§ **Document section**
►
Use PSI/CSI for operational dashboards. Use ks_test for formal hypothesis testing at quarter-end (note: over-sensitive at n > 500k). Use wasserstein_distance when communicating to non-technical stakeholders — it reports drift in original feature units.

`calibration` — A/E, balance, Murphy, rectification

from insurance_monitoring import (
    ae_ratio, ae_ratio_ci,
    check_balance, check_auto_calibration,
    murphy_decomposition,
    rectify_balance, isotonic_recalibrate,
    CalibrationChecker,
)

# A/E ratio with Wilson CI
result = ae_ratio_ci(actual, predicted, exposure=exposure)
print(f"A/E = {result['ae']:.3f}  95% CI [{result['lower']:.3f}, {result['upper']:.3f}]")

# Murphy decomposition — distinguishes miscalibration from discrimination loss
murphy = murphy_decomposition(y=actual, y_hat=predicted, exposure=exposure, distribution="poisson")
print(f"DSC (discrimination score): {murphy.discrimination:.4f}")
print(f"MCB (miscalibration):       {murphy.miscalibration:.4f}")
print(f"Verdict: {murphy.verdict}")   # 'RECALIBRATE' or 'REFIT'

# Full calibration audit in one call
checker = CalibrationChecker(distribution="poisson")
report = checker.check(actual, predicted, exposure=exposure)

`discrimination` — Gini drift

from insurance_monitoring import (
    gini_coefficient,
    gini_drift_test_onesample,
    GiniDriftBootstrapTest,
)

# One-sample design: tests monitor data against a stored training Gini scalar
# (more natural for deployed model monitoring — reference data may not be available)
result = gini_drift_test_onesample(
    training_gini=0.42,
    monitor_actual=current_claims,
    monitor_predicted=current_predicted,
    monitor_exposure=current_exposure,
)
print(f"Gini change: {result.gini_change:+.3f}  p={result.p_value:.3f}  [{result.significant}]")

# Class-based API with governance plot
bt = GiniDriftBootstrapTest(
    training_gini=0.42,
    monitor_actual=current_claims,
    monitor_predicted=current_predicted,
    monitor_exposure=current_exposure,
    n_bootstrap=500,
)
bt_result = bt.test()
print(bt.summary())      # governance-ready paragraph (method on the test class, not the result)
bt.plot()                # bootstrap histogram with CI shading — IFoA/PRA deliverable

`calibration.PITMonitor` — anytime-valid calibration monitoring (v0.7.0)

The standard pattern — run a Hosmer-Lemeshow test or check A/E each month — inflates the false-positive rate. After twelve months at α=0.05, the chance of a false alarm exceeds 40% even if the model is perfectly calibrated.

PITMonitor solves this using probability integral transform e-processes (Henzi, Murph, Ziegel 2025, arXiv:2603.13156). The guarantee is: P(ever raise an alarm | model calibrated) ≤ α, for all t, forever.
◄
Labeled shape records
►
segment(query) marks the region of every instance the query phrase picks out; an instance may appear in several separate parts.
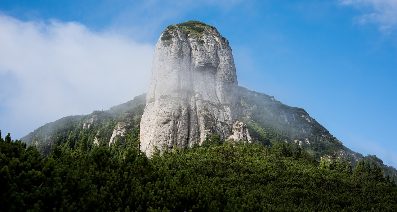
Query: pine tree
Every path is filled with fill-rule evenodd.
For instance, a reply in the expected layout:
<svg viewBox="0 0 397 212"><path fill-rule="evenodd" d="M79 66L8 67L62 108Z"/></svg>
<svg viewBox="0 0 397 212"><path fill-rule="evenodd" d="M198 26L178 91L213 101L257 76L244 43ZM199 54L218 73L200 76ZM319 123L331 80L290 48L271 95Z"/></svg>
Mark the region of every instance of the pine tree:
<svg viewBox="0 0 397 212"><path fill-rule="evenodd" d="M291 144L289 142L288 142L285 146L285 156L289 157L292 156L292 148L291 147Z"/></svg>
<svg viewBox="0 0 397 212"><path fill-rule="evenodd" d="M391 186L393 187L396 187L396 181L395 179L394 179L394 175L391 175L391 180L390 181L390 185Z"/></svg>
<svg viewBox="0 0 397 212"><path fill-rule="evenodd" d="M211 144L210 145L212 146L222 145L222 140L221 140L220 136L219 135L219 134L217 133L214 133L212 134L212 136L211 137L210 143Z"/></svg>
<svg viewBox="0 0 397 212"><path fill-rule="evenodd" d="M301 151L301 146L299 145L299 141L297 141L295 143L295 150L292 154L292 157L294 160L298 160L302 157L302 152Z"/></svg>
<svg viewBox="0 0 397 212"><path fill-rule="evenodd" d="M205 138L204 139L204 141L203 141L202 143L201 144L201 146L204 147L209 147L211 146L211 137L208 133L207 133L205 135Z"/></svg>
<svg viewBox="0 0 397 212"><path fill-rule="evenodd" d="M389 174L386 176L386 183L390 184L390 175Z"/></svg>
<svg viewBox="0 0 397 212"><path fill-rule="evenodd" d="M372 169L371 171L371 178L377 182L384 182L385 178L383 177L383 173L380 168L376 163L376 155L374 155L374 160L371 163Z"/></svg>

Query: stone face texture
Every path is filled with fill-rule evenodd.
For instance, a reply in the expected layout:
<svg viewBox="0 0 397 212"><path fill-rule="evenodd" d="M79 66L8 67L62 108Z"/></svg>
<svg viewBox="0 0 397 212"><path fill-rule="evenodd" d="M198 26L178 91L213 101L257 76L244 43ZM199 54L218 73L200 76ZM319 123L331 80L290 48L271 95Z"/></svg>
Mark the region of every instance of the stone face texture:
<svg viewBox="0 0 397 212"><path fill-rule="evenodd" d="M149 157L154 145L191 146L214 133L227 139L237 118L238 85L228 42L208 26L201 38L177 28L169 40L160 36L154 50L140 135L141 150Z"/></svg>
<svg viewBox="0 0 397 212"><path fill-rule="evenodd" d="M113 130L113 133L112 134L112 137L110 137L110 140L109 141L108 146L110 146L112 144L114 143L116 139L116 136L118 135L121 135L121 136L125 135L125 127L127 125L127 123L122 121L119 121L119 123L117 123L117 125ZM96 137L95 137L96 138Z"/></svg>
<svg viewBox="0 0 397 212"><path fill-rule="evenodd" d="M252 143L252 139L248 132L247 125L244 124L240 120L235 121L227 140L233 145L239 140L243 141L245 143Z"/></svg>

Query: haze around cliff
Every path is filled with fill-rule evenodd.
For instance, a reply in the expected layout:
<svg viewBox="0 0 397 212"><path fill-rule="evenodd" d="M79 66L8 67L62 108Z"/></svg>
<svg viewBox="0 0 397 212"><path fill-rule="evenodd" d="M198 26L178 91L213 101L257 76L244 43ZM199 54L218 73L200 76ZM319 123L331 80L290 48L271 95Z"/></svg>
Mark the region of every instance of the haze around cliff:
<svg viewBox="0 0 397 212"><path fill-rule="evenodd" d="M393 138L397 117L394 108L397 104L395 2L121 0L83 4L6 0L0 4L0 13L22 22L49 24L53 19L62 23L72 21L94 34L112 32L131 42L148 43L152 46L146 56L149 70L160 32L173 23L199 20L216 27L231 42L240 86L304 108L346 146L364 154L376 154L386 164L397 166L397 143ZM0 69L4 70L2 67ZM16 88L16 88L16 82L23 76L7 77L2 84L7 86L0 89L4 97L0 103L0 125L3 134L9 132L13 138L18 138L47 122L42 118L47 117L47 112L35 111L43 107L37 101L15 102L27 106L17 106L18 110L12 112L14 108L6 107L4 102L16 99L12 98L15 93L10 91ZM148 85L148 78L135 75L132 80L136 83L145 79ZM39 91L46 97L39 100L53 98L52 92ZM77 98L69 101L74 101L74 105L82 102ZM109 107L124 101L117 100ZM58 104L49 100L45 102L54 107ZM84 110L71 104L71 108L80 109L70 115L102 109L97 107L99 104L94 101L86 103L91 104L93 109ZM46 120L52 121L66 115L64 111L58 112L55 119ZM14 115L8 115L11 114ZM22 114L29 116L13 121ZM31 118L43 121L38 123ZM21 127L25 129L20 130Z"/></svg>

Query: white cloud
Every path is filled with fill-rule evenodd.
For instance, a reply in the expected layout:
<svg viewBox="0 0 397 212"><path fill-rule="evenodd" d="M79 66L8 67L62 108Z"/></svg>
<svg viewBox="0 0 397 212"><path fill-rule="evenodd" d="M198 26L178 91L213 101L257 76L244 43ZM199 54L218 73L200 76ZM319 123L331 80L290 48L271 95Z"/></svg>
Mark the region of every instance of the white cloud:
<svg viewBox="0 0 397 212"><path fill-rule="evenodd" d="M75 22L0 15L0 130L14 139L147 91L153 45Z"/></svg>
<svg viewBox="0 0 397 212"><path fill-rule="evenodd" d="M361 10L364 14L356 17L361 24L375 23L386 33L397 29L397 1L396 0L343 0L342 5L350 5Z"/></svg>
◄
§ **Tasks and exercises**
A – Please retype the part of the monitoring excerpt that opens with the words containing "# One-sample design: tests" and closes with "not be available)".
B – Pick out each line of the entries that contains the word "cliff" and copy those lines.
The monitoring excerpt and the entries have no connection to each other.

§ **Task solutions**
A –
# One-sample design: tests monitor data against a stored training Gini scalar
# (more natural for deployed model monitoring — reference data may not be available)

B –
Query: haze around cliff
Mark the region of every instance of the haze around cliff:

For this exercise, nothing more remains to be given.